■ **Required work**
Convert the listing below into a Markdown table with two columns, Row and Line. Number each row and leave out any blank lines.

--- begin Provided entries ---

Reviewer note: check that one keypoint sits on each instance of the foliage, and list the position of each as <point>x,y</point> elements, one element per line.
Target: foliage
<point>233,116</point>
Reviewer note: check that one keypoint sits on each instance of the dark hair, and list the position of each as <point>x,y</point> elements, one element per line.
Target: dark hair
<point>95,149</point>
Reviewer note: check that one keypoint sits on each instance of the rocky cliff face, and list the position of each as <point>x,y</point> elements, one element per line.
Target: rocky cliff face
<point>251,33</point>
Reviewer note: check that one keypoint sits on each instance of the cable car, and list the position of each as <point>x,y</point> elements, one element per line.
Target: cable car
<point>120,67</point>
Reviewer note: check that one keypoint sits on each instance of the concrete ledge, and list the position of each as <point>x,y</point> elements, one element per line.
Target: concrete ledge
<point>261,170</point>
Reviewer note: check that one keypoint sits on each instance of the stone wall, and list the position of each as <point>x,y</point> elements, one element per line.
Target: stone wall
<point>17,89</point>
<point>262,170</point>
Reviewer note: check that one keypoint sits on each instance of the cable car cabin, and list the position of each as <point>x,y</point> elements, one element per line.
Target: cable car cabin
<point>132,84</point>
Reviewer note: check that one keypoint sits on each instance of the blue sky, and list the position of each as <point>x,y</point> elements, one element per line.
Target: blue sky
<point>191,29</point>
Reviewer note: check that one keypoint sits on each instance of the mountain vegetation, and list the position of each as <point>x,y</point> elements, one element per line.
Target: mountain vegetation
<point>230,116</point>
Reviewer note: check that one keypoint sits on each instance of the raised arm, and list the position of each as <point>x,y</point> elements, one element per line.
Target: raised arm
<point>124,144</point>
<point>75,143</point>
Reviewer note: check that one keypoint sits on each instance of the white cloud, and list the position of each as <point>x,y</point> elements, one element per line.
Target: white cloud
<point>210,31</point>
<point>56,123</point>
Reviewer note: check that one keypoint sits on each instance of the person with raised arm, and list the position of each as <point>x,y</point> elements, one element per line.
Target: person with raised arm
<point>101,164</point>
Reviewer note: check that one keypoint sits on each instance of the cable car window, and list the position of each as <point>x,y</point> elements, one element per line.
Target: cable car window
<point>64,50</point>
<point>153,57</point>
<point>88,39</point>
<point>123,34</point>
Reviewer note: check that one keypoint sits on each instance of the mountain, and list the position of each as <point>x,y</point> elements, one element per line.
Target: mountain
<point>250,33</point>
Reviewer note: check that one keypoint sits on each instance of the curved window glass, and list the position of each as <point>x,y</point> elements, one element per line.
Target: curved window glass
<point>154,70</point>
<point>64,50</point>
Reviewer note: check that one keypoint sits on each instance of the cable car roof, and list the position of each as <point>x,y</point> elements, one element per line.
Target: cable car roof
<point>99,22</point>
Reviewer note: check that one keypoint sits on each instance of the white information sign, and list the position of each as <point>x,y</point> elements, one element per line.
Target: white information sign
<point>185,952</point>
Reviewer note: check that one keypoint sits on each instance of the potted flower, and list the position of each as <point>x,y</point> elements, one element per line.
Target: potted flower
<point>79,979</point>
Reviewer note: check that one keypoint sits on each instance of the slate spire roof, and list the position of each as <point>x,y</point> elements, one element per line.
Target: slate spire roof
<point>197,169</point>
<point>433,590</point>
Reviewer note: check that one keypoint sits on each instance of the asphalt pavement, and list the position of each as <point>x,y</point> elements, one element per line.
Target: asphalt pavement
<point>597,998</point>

--- end Provided entries ---

■ **Solution to this exercise**
| Row | Line |
|---|---|
| 1 | Reviewer note: check that one keypoint sits on each instance of the foliage, and list the position of each as <point>x,y</point> elements, one element per line. |
| 2 | Target: foliage |
| 3 | <point>233,116</point> |
| 4 | Reviewer note: check that one keypoint sits on each instance of the dark hair, and list the position of each as <point>x,y</point> elements, one element per line. |
| 5 | Target: dark hair |
| 6 | <point>95,149</point> |
| 7 | Reviewer note: check that one keypoint sits on each instance of the rocky cliff face, and list the position of each as <point>x,y</point> elements, one element per line. |
| 8 | Target: rocky cliff face |
| 9 | <point>251,33</point> |
| 10 | Reviewer note: check that one keypoint sits on each instance of the cable car, and list the position of each as <point>x,y</point> elements, one element per line. |
| 11 | Target: cable car |
| 12 | <point>120,67</point> |
| 13 | Reviewer note: check that one keypoint sits on each instance of the concrete ledge, and list the position of each as <point>x,y</point> elements, one element per line. |
| 14 | Target: concrete ledge |
| 15 | <point>261,170</point> |
| 16 | Reviewer note: check that one keypoint sits on each instance of the stone wall, and list the position of each as <point>x,y</point> elements, one element per line. |
| 17 | Target: stone wall |
| 18 | <point>17,89</point> |
| 19 | <point>262,170</point> |
| 20 | Reviewer note: check that one keypoint sits on each instance of the cable car cabin, and list the position of each as <point>x,y</point> elements, one element per line. |
| 21 | Target: cable car cabin |
| 22 | <point>132,84</point> |
| 23 | Reviewer note: check that one keypoint sits on each instance of the blue sky, and list the position of each as <point>x,y</point> elements, one element per line. |
| 24 | Target: blue sky |
| 25 | <point>191,29</point> |
| 26 | Reviewer note: check that one keypoint sits on each instance of the mountain vegetation, and list the position of each as <point>x,y</point> elements, one element per line. |
| 27 | Target: mountain vegetation |
| 28 | <point>230,116</point> |
| 29 | Reviewer note: check that one keypoint sits on each instance of the raised arm, and list the position of each as <point>x,y</point> elements, one element per line. |
| 30 | Target: raised arm |
| 31 | <point>124,144</point> |
| 32 | <point>75,143</point> |
| 33 | Reviewer note: check that one keypoint sits on each instance of the white cloud, and list the position of each as <point>x,y</point> elements, one element per line. |
| 34 | Target: white cloud |
| 35 | <point>210,31</point> |
| 36 | <point>56,123</point> |
| 37 | Reviewer note: check that one keypoint sits on each instance of the person with raised arm, and list the position of each as <point>x,y</point> elements, one element per line. |
| 38 | Target: person with raised arm |
| 39 | <point>101,164</point> |
| 40 | Reviewer note: check that one keypoint sits on each instance of the cable car window, and list the position of each as <point>x,y</point> elements, one element per line. |
| 41 | Target: cable car window |
| 42 | <point>64,50</point> |
| 43 | <point>153,57</point> |
| 44 | <point>88,39</point> |
| 45 | <point>123,34</point> |
| 46 | Reviewer note: check that one keypoint sits on each instance of the mountain, and list the position of each as <point>x,y</point> elements, one element per line. |
| 47 | Target: mountain |
| 48 | <point>250,33</point> |
| 49 | Reviewer note: check that one keypoint sits on each instance of the curved window glass, and list the position of each as <point>x,y</point> elements, one element per line. |
| 50 | Target: curved window glass |
| 51 | <point>154,70</point> |
| 52 | <point>64,50</point> |
| 53 | Reviewer note: check that one keypoint sits on each instance of the cable car roof, and list the position of each as <point>x,y</point> elements, one element per line. |
| 54 | Target: cable car roof |
| 55 | <point>99,22</point> |
| 56 | Reviewer note: check that one keypoint sits on each instance of the white information sign, and list the position of each as <point>x,y</point> elements, one element per line. |
| 57 | Target: white information sign |
| 58 | <point>185,952</point> |
| 59 | Reviewer note: check that one keypoint sits on each instance of the potted flower, and list the position of each as <point>x,y</point> elements, one element per line. |
| 60 | Target: potted flower |
| 61 | <point>79,979</point> |
| 62 | Reviewer note: check that one keypoint sits on each instance of the slate spire roof, and list the position of each as <point>x,y</point> elements, one element per line. |
| 63 | Target: slate spire roof |
| 64 | <point>197,169</point> |
| 65 | <point>433,590</point> |
| 66 | Reviewer note: check that one keypoint sits on each instance of the asphalt pavement, and list the position of each as <point>x,y</point> elements, one element per line. |
| 67 | Target: asphalt pavement |
| 68 | <point>597,998</point> |